* [Selection]
Imagine that you’ve just had the luck to receive a large amount of money – a lottery win, perhaps. You wish to spend part of that pot, but you also want it to grow, so that you can continue to live comfortably on the sum for the rest of your life. Investing a percentage in a hedge fund is one way to do this. However, you don’t want your money invested in just any business: after all, there are plenty of ways to turn a buck, and a lot of them involve supporting companies that pollute the environment or mistreat their staff.
Fortunately, an entire industry has grown up around the impulse to combine the profit motive with doing a little good in the world. ESG hedge funds grade and invest in companies that prioritise good governance, sustainable practices and positive social impact in their operations. The idea is that businesses that abide by these principles are better run and more likely to make a profit than those that don’t. According to financial services firm Morningstar, that theory is borne out in the numbers, with the majority of sustainable funds now outperforming their traditional counterparts – a contributing factor, it seems to ESG assets now being valued at some $2.74trn worldwide.

* [Instruction A]
Answer these questions about the passage on ESG hedge funds:
(i) What example of suddenly receiving a large amount of money does it give?
(ii) What three things do ESG hedge funds look for in the companies they grade and invest in?
(iii) According to Morningstar, how are the majority of sustainable funds now performing?
These records are unrelated to the passage on ESG hedge funds.

Point-based annotation records
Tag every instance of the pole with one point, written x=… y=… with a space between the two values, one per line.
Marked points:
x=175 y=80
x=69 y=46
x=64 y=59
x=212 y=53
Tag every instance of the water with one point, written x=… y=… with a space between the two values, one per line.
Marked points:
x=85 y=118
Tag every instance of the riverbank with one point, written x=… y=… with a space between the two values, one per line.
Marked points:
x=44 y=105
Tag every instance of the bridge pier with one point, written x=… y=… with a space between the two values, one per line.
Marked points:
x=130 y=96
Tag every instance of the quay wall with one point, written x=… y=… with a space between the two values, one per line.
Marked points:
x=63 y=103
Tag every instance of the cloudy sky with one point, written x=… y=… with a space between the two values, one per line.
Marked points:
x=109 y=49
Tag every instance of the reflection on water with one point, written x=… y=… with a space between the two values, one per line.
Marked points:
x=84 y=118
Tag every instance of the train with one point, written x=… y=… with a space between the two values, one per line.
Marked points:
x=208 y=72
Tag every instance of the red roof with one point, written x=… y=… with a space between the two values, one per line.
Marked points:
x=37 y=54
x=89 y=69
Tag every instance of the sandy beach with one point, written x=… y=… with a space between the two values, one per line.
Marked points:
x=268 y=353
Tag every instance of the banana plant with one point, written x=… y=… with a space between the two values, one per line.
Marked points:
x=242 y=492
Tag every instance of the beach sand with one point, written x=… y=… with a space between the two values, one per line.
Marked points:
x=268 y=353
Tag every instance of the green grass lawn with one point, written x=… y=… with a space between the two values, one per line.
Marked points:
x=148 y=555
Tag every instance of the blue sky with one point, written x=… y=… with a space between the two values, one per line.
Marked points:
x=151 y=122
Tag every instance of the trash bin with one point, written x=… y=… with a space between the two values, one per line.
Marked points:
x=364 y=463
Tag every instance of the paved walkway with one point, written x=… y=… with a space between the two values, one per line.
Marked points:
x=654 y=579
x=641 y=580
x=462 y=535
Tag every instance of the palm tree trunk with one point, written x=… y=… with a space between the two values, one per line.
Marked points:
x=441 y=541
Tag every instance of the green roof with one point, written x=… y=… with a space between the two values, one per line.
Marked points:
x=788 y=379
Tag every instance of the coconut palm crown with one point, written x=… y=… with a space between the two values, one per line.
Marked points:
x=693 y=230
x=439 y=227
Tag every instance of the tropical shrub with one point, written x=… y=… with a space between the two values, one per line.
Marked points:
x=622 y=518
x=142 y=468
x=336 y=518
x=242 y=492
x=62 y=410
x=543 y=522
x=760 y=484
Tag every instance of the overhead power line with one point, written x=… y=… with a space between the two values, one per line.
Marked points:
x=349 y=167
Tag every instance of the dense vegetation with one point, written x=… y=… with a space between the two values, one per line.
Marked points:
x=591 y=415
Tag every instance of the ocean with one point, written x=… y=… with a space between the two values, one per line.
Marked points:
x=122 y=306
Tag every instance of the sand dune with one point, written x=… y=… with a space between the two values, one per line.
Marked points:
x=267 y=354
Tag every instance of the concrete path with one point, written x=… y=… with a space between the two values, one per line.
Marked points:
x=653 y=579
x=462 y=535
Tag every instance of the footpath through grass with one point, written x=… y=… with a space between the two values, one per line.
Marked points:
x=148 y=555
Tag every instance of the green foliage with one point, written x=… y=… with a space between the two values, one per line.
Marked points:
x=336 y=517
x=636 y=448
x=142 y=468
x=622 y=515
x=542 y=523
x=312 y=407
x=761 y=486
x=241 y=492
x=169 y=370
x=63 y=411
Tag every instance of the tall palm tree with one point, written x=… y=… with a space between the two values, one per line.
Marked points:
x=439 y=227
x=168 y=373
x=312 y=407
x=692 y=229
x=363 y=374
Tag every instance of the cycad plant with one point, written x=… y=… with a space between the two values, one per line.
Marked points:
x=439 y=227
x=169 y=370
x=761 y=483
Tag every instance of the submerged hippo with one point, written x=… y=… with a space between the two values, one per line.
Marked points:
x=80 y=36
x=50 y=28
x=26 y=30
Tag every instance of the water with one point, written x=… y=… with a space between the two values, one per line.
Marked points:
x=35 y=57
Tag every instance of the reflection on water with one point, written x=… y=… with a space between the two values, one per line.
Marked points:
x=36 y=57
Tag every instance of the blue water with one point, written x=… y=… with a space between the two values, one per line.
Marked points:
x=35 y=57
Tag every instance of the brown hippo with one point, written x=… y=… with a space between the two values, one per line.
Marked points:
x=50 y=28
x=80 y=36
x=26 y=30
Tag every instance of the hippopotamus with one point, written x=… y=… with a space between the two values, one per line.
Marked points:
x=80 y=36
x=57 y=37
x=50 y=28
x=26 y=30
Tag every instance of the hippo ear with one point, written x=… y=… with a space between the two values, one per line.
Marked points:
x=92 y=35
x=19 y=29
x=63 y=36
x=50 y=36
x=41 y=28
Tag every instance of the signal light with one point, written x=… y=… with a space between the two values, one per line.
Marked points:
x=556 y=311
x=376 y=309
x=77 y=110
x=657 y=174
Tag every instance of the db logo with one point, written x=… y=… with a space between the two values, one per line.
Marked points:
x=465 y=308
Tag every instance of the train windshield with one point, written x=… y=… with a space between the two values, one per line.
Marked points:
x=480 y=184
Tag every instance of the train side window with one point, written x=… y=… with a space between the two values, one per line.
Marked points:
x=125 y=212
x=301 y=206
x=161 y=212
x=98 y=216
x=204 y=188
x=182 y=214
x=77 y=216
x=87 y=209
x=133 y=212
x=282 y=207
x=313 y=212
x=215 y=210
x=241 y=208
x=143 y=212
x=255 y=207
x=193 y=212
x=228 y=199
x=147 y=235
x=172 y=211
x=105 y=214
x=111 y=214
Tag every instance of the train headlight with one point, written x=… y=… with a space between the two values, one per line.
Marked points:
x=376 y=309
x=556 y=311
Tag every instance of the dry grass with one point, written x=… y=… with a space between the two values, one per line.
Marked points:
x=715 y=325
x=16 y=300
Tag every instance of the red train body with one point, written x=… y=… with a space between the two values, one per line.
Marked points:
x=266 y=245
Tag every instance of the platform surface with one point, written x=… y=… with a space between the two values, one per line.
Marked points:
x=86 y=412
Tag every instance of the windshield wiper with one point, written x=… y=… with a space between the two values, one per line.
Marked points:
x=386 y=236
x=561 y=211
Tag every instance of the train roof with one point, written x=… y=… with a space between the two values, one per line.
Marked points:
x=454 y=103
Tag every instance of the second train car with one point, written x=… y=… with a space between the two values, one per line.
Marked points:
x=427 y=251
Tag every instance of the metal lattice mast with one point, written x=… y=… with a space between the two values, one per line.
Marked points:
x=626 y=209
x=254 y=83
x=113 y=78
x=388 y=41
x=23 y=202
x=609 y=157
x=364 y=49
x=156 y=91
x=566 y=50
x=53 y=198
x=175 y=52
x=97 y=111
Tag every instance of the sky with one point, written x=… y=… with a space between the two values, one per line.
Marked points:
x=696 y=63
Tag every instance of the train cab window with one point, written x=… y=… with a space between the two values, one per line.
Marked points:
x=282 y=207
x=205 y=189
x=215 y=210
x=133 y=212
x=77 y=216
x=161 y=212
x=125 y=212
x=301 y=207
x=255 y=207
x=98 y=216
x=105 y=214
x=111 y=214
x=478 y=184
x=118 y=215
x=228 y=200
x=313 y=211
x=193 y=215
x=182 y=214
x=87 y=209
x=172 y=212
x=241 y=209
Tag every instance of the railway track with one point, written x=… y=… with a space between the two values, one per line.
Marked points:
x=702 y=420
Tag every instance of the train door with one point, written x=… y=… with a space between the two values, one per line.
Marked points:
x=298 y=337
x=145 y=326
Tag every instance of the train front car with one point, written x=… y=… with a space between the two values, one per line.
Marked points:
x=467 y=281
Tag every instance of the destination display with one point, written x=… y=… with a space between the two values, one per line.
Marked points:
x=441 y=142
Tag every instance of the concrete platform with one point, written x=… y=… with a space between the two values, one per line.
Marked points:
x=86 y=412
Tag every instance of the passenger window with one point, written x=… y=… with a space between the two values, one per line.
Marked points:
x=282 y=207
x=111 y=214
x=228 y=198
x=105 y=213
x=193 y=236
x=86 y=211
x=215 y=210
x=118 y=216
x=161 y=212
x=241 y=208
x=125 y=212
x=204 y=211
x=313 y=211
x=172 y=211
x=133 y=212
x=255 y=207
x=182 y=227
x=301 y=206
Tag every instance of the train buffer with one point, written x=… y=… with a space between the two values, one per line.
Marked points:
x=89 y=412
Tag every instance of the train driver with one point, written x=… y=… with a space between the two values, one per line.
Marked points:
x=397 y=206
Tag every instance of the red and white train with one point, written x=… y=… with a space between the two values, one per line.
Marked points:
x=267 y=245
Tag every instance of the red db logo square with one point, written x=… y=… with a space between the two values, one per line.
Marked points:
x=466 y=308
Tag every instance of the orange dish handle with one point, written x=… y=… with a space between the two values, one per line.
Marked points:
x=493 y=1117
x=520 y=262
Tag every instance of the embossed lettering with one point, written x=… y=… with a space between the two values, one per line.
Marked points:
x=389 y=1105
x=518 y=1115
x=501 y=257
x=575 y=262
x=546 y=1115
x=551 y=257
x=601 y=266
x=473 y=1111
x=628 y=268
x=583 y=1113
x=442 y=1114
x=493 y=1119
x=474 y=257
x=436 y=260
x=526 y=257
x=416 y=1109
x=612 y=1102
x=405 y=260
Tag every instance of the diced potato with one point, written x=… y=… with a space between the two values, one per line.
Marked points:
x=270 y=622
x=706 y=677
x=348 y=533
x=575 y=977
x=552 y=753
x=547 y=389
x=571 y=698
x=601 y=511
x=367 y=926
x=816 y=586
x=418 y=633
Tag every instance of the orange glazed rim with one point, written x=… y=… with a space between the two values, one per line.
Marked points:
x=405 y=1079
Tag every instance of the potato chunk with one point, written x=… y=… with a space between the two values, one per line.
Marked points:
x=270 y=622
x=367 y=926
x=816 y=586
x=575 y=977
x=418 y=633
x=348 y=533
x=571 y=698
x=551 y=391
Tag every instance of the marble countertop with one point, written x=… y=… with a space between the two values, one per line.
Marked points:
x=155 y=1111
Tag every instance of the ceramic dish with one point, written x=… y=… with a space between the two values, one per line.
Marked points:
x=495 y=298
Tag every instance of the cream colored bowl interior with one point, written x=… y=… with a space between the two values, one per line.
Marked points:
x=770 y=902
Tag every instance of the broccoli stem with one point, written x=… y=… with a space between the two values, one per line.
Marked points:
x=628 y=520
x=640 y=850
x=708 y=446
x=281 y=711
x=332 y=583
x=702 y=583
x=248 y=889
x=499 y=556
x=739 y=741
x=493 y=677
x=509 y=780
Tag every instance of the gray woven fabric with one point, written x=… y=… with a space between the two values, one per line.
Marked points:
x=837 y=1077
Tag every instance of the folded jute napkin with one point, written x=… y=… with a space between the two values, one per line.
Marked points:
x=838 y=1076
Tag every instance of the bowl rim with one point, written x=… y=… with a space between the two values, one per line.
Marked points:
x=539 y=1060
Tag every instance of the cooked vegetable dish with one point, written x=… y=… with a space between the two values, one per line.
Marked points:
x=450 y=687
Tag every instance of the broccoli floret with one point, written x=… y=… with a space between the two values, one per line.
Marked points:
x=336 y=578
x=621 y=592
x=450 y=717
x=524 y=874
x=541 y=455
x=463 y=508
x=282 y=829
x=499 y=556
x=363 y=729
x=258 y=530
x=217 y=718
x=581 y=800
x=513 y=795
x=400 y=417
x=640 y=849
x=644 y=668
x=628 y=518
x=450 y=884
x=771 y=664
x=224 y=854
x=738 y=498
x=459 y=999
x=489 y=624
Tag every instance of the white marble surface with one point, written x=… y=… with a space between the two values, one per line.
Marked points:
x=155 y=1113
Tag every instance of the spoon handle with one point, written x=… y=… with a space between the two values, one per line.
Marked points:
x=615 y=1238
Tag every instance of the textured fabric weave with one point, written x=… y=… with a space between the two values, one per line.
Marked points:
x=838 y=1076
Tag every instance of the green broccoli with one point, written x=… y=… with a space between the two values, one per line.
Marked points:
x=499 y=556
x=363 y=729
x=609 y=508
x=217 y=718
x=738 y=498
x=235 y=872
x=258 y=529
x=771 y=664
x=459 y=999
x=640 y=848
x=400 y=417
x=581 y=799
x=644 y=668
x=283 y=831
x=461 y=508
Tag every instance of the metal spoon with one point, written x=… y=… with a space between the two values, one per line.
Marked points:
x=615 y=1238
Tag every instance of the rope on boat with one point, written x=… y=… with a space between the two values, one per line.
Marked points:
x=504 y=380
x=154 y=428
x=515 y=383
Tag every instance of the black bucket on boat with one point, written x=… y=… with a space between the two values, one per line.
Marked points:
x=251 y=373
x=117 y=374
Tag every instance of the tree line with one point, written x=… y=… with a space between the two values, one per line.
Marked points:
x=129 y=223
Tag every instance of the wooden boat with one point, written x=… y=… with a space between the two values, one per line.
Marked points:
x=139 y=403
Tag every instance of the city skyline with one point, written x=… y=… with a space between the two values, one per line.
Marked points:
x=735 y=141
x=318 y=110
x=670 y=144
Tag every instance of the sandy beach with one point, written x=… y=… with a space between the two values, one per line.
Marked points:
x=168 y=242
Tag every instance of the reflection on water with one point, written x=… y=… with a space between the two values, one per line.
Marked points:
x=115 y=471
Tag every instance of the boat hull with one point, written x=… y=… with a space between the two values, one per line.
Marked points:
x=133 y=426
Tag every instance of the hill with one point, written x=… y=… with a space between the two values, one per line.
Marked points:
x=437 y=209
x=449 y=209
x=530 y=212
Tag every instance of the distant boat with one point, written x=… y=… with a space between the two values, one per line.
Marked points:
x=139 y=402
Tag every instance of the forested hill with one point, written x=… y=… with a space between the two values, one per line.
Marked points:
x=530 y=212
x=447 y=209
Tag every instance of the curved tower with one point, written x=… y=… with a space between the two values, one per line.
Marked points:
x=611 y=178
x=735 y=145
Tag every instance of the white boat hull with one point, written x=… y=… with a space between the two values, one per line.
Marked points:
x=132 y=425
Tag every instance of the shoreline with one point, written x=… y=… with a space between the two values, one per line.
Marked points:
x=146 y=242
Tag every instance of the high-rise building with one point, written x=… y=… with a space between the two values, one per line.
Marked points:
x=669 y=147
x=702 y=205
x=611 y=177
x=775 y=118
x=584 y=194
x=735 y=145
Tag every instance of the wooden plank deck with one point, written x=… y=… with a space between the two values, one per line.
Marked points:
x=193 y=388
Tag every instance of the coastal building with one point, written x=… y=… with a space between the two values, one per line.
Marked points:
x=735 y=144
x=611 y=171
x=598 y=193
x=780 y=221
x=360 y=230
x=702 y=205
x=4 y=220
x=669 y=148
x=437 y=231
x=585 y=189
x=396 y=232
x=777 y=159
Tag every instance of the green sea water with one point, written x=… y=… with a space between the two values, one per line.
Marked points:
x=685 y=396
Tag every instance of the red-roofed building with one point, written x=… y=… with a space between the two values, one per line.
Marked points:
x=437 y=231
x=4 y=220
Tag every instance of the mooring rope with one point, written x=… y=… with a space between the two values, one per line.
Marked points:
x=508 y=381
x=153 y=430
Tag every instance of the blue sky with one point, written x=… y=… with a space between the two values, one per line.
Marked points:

* [Instruction B] Can you write out the records again, requests included, with every coordinate offset by 60 (both x and y)? Begin at the line of the records that has "Tag every instance of the cream" and stop after the line that has "x=837 y=1077".

* [Written solution A]
(i) A lottery win.
(ii) Good governance, sustainable practices and positive social impact in their operations.
(iii) They are outperforming their traditional counterparts.

* [Written solution B]
Tag every instance of the cream colored bowl interior with one point, written x=… y=… with a space between the two values, one per line.
Marked points:
x=830 y=962
Tag every instance of the broccoli stem with one point, written x=… y=… with a space between the two values, one per line.
Marked points:
x=688 y=580
x=700 y=910
x=768 y=506
x=341 y=771
x=392 y=643
x=762 y=643
x=308 y=949
x=559 y=616
x=799 y=801
x=553 y=737
x=569 y=840
Tag every instance of the gray woven fabric with one point, written x=… y=… with a space between the two values, one per line.
Marked points:
x=897 y=1137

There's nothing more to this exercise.